## [SOURCE]
-- begin --
About a week later three of the Dutch ships, repaired and re-equipped, returned to the scene and found the disabled Capitana alone, her sister ship having sailed ahead, “and they did surround and fiercely set on her and did fire so close that there was long a danger of their boarding the ship; but our men, calling on God and Our Lady, did rise to the contest in such manner that they wrought a woeful destruction among the enemy, and did totally destroy one ship and scatter the others, which, fleeing, were discovered and severely punished by the Galera, a ship dispatched to our assistance — and though our Capitana had been engaged on such close quarters that for hours it seemed to rain bullets, nevertheless we had but four men dead.”

 

Only fifteen men, in fact, had been lost by the defenders in all five battles. And these victories were decisive: the Dutch were to trouble the islands no more, were never again to overcast with Calvin’s shadow the tiny Rome growing up by the Pásig. This last attempt of theirs to besiege it had but furnished that “noble and ever loyal city” with one more festival, its most traditional one. For the armada heroes were not to be content with the simple fulfillment of their vow. True to that age-old courtesy towards heaven, with which the hidalgo has ever insisted that any victory of his arms is not so much a victory of his courage as of his faith, they were urgently to demand from the cathedral-chapter of Manila an official recognition and declaration of those five victories as miracles wrought by the Mother of God.

 

The ecclesiastics were, however, not to be hurried: the witnesses must first be heard, the evidence examined; only after six years did they pronounce a decision, declaring “that the five victories achieved by Catholic arms over the enemy Dutch in the year 1646 were and must be considered as miracles, vouchsafed by the divine Majesty of God through the intercession of the Blessed Virgin, Our Lady, and the devotion to her Holy Rosary; wherefore it is authorized that, as miracles, the said victories be commemorated, preached, and celebrated.”

 

And commemorated, preached, and celebrated they have ever since been among us, in a feast which is purely ours, yet spaciously historical too, kept always on the second Sunday of October, and popularly known as the “Naval de Manila.”

 

2. THE IMAGE


source: https://images.app.goo.gl/KpHXCydHJnj1o8jcA



 

The institution of this feast was, of course, to enhance the fame of that marvelous Virgin of the Rosary enshrined at Sto.  Domingo church; was indeed to focus on her the Marian devotion of the City. But even before all this, votive gifts that covered her chapel from floor to ceiling and the ever increasing splendors of her cult, shrine, and wardrobe could testify to the effectiveness of her thaumaturgic powers, to the volume of her clients, and to the faith and gratitude she inspired. It needed but these naval successes of 1646 for the devout to see in her truly the great Lady of Lepanto, giver of sea victories.

 

And yet, of all the famous Virgins of the Philippines, this one alone has not been seafaring, has never guided a galleon safe into Acapulco, or come sailing from some old shrine in Spain to occupy a new one in the Islands. A “native Virgin,” she was sculptured in Manila in 1612, the joint masterpiece of a Chinese catechumen and an officer of the Spanish garrison, the work being commissioned by Don Luis Pérez Dasmariñas, then governor-general, by whom the image was presented to the Manila Dominicans for their newly erected church and priory at the mouth of the Pásig.
-- end --
## [WRITTEN TASKS]
A. Decide whether each statement agrees with the passage. Answer yes or no for each, and quote the words of the passage that decide it.
(i) The cathedral-chapter of Manila declared the victories miracles within a year.
(ii) The defenders lost only fifteen men in all five battles.
(iii) The image of the Virgin of the Rosary was brought to the Islands from Spain.
B. According to the passage, who commissioned the image of the Virgin of the Rosary?
C. Copy the stretch of the passage from "2. THE IMAGE" through "of sea victories.", renaming "votive gifts" as "votive offerings".

## [DATASET EXTRACT]
-- begin --
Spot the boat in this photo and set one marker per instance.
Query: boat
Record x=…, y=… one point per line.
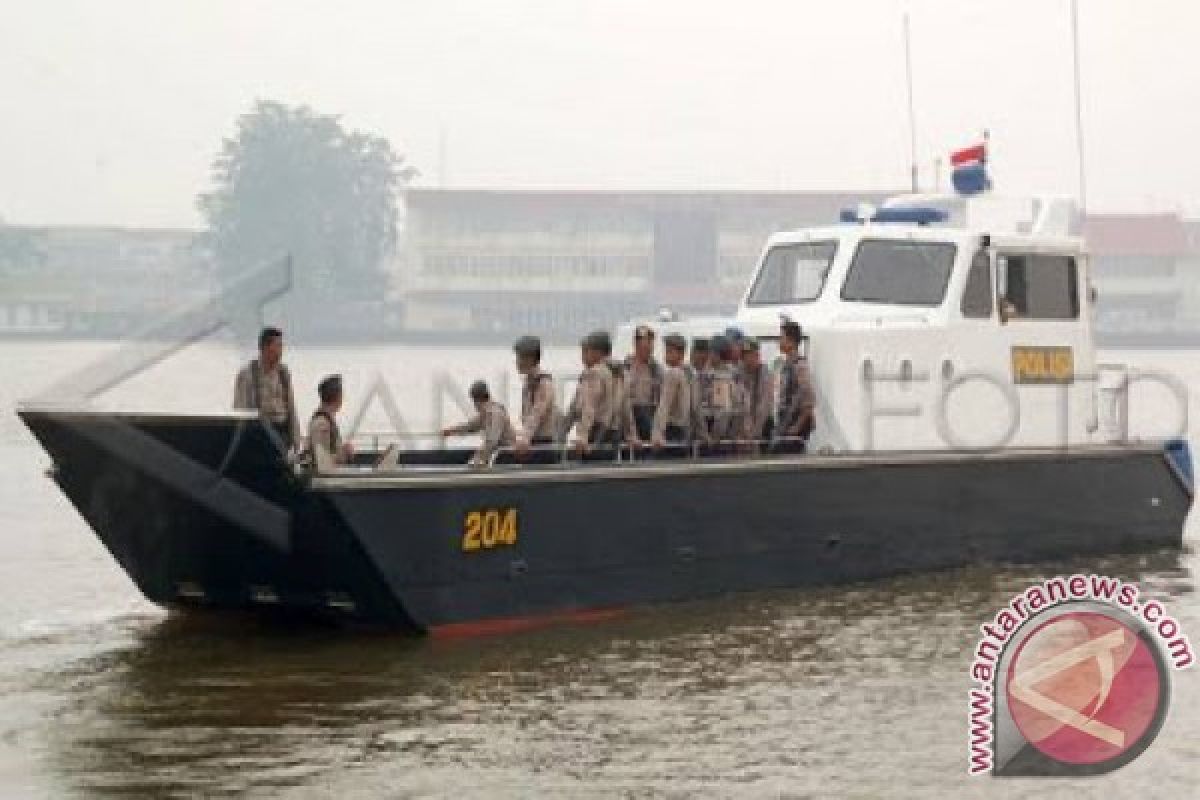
x=963, y=419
-- end --
## [SOLUTIONS FOR EACH TASK]
A.
(i) No: "only after six years did they pronounce a decision"
(ii) Yes: "Only fifteen men, in fact, had been lost by the defenders in all five battles."
(iii) No: "she was sculptured in Manila in 1612"

B. Don Luis Pérez Dasmariñas, who was then governor-general, commissioned it.

C.
2. THE IMAGE


source: https://images.app.goo.gl/KpHXCydHJnj1o8jcA



 

The institution of this feast was, of course, to enhance the fame of that marvelous Virgin of the Rosary enshrined at Sto.  Domingo church; was indeed to focus on her the Marian devotion of the City. But even before all this, votive offerings that covered her chapel from floor to ceiling and the ever increasing splendors of her cult, shrine, and wardrobe could testify to the effectiveness of her thaumaturgic powers, to the volume of her clients, and to the faith and gratitude she inspired. It needed but these naval successes of 1646 for the devout to see in her truly the great Lady of Lepanto, giver of sea victories.